***** MATERIAL SHOWN
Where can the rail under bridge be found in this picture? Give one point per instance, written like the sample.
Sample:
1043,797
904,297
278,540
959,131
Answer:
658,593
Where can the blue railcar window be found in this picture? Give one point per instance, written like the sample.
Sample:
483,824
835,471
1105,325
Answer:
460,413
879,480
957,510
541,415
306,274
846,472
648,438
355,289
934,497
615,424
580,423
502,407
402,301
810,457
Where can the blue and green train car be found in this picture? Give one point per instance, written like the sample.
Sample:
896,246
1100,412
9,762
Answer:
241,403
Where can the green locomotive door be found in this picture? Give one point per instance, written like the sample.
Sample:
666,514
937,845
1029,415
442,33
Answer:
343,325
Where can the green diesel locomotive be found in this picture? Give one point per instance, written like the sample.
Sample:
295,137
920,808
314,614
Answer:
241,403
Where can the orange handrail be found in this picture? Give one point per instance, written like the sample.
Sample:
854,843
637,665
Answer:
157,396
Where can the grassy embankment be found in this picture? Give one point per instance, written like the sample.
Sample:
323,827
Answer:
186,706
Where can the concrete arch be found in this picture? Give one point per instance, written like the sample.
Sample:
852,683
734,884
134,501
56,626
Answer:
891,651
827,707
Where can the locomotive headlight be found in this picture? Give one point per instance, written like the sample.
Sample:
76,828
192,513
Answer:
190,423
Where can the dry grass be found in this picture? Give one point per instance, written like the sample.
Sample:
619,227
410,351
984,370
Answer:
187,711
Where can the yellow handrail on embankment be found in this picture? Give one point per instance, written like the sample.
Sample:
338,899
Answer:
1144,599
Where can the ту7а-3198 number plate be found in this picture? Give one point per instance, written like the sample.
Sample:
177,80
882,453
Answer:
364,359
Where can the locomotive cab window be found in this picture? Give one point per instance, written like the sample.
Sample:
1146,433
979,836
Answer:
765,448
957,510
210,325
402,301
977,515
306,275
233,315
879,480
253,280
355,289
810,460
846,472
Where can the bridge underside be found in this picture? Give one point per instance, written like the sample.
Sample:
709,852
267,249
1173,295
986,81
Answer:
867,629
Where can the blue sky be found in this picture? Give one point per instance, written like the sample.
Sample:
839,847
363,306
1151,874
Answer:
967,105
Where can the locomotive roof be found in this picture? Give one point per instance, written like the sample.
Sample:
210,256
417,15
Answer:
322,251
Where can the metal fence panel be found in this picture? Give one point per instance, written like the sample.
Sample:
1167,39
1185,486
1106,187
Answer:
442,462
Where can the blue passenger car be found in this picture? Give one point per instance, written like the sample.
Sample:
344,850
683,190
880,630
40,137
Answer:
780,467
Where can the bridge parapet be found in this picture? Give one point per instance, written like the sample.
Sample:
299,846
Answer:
**********
=== WHAT YOU WILL DO ===
Turn the records from the line with "Where can the yellow" through the last line into a numbered list, one line per item, skipping any blank lines.

=== ANSWER TO THE TASK ===
1. Where can the yellow handrail on embankment be found in this picture? Give one point per instance, written like the sample.
2. Sample:
3. 338,899
4. Answer:
5. 1144,599
6. Where can the ту7а-3198 number plate be found in this picture? Give one point per instance, written like the sample.
7. Sample:
8. 177,80
9. 882,453
10. Answer:
11. 364,359
12. Where can the locomotive cab window be found in this picture? Give one point per instance, written like the sample.
13. Sample:
14. 1146,433
15. 979,836
16. Answer:
17. 765,448
18. 957,510
19. 210,325
20. 402,301
21. 977,515
22. 306,275
23. 233,315
24. 879,480
25. 253,280
26. 355,289
27. 810,460
28. 846,472
29. Where can the bridge underside be found in this picture? Give one point per instance, written like the sample.
30. Sample:
31. 709,852
32. 267,249
33. 1173,295
34. 986,81
35. Answer:
36. 867,629
37. Where can the blue sky be found in this picture? Give one point per instance, written like the sample.
38. Sample:
39. 839,847
40. 363,306
41. 1151,874
42. Answer:
43. 967,105
44. Where can the locomotive roof be found in this picture? Give one point per instance, written like the sample.
45. Sample:
46. 210,256
47. 417,15
48. Answer:
49. 322,251
50. Where can the metal fence panel be found in this picture? Give one point per instance, written like the sample.
51. Sample:
52. 1167,39
53. 1185,486
54. 1106,187
55. Answer:
56. 442,462
57. Where can the blue passenger car be found in this picture? Give one point per instance, written like the sample.
58. Sample:
59. 344,850
60. 683,190
61. 880,630
62. 40,137
63. Answer:
64. 780,467
65. Where can the bridge parapet be found in this picture? Give one point per instance, written like the sample.
66. Sample:
67. 299,846
68. Answer:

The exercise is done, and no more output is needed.